- [Exercise prompt]: Select each line in the listing below that contains the word "plant" and copy those lines.

[Collected data]
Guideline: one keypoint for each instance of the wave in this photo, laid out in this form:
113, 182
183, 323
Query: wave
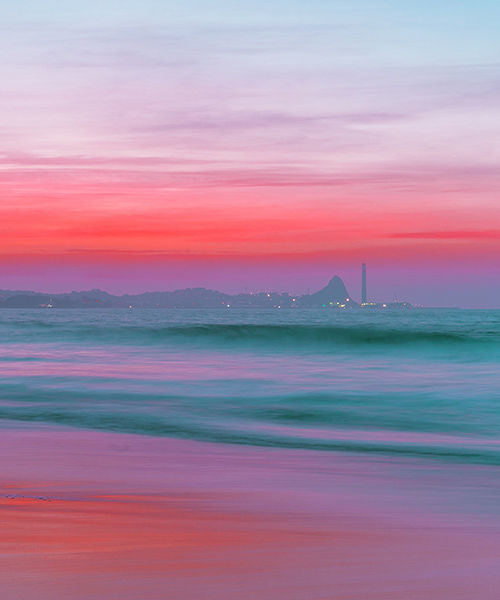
456, 449
285, 336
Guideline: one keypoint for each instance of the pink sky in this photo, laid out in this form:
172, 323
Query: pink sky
150, 150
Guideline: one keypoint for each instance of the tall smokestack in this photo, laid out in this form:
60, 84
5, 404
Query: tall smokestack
363, 283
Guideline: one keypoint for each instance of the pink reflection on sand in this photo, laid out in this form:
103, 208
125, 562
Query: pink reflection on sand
89, 515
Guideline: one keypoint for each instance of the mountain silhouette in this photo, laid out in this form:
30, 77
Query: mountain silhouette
335, 293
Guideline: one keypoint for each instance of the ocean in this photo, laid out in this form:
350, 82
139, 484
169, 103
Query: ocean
421, 383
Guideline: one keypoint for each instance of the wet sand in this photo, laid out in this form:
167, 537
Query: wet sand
89, 515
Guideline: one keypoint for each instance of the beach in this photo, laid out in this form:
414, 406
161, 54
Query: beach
261, 455
98, 515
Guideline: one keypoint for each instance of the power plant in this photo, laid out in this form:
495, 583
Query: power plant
363, 283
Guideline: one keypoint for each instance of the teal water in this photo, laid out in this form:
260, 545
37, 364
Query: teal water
414, 382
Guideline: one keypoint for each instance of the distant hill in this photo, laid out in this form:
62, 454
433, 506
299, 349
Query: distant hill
334, 295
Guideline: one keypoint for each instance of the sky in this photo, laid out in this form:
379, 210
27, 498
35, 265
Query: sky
155, 145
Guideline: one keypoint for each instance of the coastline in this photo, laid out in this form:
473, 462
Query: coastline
88, 514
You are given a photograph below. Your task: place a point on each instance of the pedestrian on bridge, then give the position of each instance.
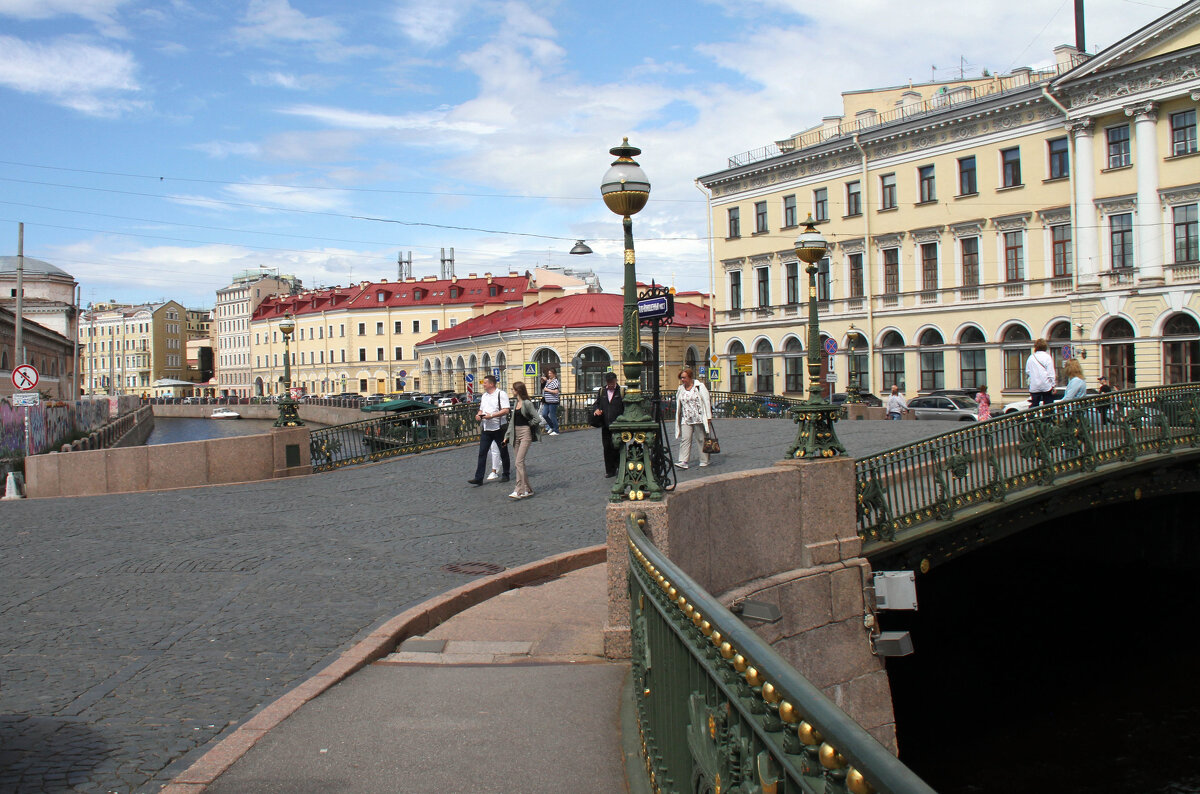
(1039, 370)
(607, 407)
(493, 407)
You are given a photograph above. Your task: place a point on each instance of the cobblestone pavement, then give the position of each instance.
(137, 629)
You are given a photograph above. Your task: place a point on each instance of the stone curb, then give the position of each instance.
(418, 620)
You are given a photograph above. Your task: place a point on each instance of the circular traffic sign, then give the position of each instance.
(25, 377)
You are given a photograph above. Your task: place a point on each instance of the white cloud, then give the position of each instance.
(94, 80)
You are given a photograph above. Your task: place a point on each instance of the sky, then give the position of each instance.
(155, 149)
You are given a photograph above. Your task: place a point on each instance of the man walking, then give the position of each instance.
(1039, 370)
(550, 391)
(493, 407)
(607, 407)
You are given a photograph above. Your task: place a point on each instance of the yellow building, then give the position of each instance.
(125, 349)
(969, 217)
(577, 335)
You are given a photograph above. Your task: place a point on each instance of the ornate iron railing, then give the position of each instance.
(719, 710)
(930, 480)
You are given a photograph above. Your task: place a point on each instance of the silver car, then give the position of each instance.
(955, 409)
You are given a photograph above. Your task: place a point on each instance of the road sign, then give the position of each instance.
(25, 377)
(652, 308)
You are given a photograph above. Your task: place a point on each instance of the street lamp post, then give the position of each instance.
(288, 414)
(625, 191)
(815, 434)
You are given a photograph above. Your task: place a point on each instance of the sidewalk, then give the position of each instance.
(513, 695)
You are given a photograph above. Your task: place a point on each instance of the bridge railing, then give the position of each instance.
(719, 710)
(930, 480)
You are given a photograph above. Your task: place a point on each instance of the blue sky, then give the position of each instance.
(155, 148)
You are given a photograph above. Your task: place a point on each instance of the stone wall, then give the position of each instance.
(245, 458)
(784, 535)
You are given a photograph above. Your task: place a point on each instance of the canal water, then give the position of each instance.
(172, 431)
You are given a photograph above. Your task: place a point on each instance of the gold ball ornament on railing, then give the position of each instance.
(829, 757)
(856, 783)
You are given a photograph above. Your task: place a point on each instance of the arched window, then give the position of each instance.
(933, 361)
(737, 379)
(893, 360)
(793, 366)
(765, 367)
(1181, 350)
(1116, 353)
(593, 364)
(858, 362)
(1017, 346)
(972, 359)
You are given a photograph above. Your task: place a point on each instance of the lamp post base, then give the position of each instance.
(815, 434)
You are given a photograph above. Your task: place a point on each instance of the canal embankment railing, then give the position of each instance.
(901, 489)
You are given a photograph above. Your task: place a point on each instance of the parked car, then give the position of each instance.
(867, 398)
(933, 407)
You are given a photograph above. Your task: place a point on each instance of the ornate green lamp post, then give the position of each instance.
(625, 191)
(288, 414)
(815, 435)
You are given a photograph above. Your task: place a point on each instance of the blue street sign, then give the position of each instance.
(652, 308)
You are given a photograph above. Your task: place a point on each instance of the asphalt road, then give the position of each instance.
(137, 629)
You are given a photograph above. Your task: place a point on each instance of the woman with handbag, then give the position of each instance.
(694, 411)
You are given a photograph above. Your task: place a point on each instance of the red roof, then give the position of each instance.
(441, 292)
(579, 311)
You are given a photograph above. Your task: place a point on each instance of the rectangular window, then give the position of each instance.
(1011, 161)
(821, 204)
(1060, 239)
(929, 265)
(853, 198)
(1119, 146)
(1060, 157)
(928, 188)
(1186, 233)
(1121, 236)
(967, 185)
(891, 271)
(888, 192)
(789, 211)
(970, 247)
(1014, 256)
(1183, 132)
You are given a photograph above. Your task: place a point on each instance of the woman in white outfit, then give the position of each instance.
(694, 411)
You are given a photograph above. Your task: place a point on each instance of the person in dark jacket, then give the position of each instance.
(607, 407)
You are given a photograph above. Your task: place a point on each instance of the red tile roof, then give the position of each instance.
(441, 292)
(582, 310)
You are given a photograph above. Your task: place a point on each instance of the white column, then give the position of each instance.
(1149, 226)
(1087, 234)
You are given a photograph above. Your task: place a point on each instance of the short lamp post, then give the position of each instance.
(288, 414)
(815, 434)
(625, 191)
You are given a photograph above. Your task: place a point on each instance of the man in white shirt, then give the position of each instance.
(493, 408)
(1039, 370)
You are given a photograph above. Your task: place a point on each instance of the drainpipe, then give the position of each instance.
(868, 284)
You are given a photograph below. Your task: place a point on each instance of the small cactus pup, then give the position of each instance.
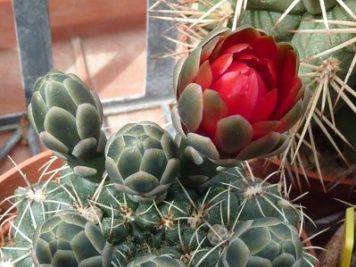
(68, 118)
(142, 161)
(237, 93)
(263, 242)
(67, 239)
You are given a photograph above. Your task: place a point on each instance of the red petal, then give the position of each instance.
(242, 36)
(239, 92)
(265, 68)
(204, 76)
(270, 73)
(266, 106)
(238, 48)
(288, 101)
(263, 128)
(220, 65)
(265, 47)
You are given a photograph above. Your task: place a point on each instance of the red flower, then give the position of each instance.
(238, 88)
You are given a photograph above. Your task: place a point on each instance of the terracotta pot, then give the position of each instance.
(12, 179)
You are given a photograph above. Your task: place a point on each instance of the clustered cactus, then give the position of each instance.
(323, 34)
(147, 209)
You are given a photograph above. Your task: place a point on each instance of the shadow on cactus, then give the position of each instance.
(323, 33)
(148, 208)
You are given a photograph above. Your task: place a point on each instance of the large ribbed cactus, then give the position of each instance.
(265, 242)
(67, 239)
(142, 160)
(68, 117)
(166, 202)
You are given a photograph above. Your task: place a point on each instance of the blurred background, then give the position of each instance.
(101, 41)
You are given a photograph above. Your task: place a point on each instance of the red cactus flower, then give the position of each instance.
(238, 91)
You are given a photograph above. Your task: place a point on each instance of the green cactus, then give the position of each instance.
(263, 242)
(154, 212)
(67, 239)
(68, 118)
(156, 261)
(129, 156)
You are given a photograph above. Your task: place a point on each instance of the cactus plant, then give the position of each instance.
(150, 211)
(322, 32)
(68, 117)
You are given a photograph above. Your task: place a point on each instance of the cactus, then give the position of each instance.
(129, 156)
(150, 211)
(322, 32)
(67, 239)
(68, 117)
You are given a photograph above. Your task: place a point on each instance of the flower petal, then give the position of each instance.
(239, 67)
(190, 106)
(220, 65)
(214, 110)
(204, 76)
(239, 92)
(232, 134)
(237, 48)
(263, 128)
(265, 106)
(265, 47)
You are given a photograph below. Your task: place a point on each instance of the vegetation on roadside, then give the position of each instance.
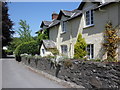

- [Answer below]:
Guideline: one keypoint for each instance of the power plant in this photo, laid out in this form:
Query: power plant
You are given a photograph above. Your task: place a point on each instance of the cactus plant, then give the position of each instance.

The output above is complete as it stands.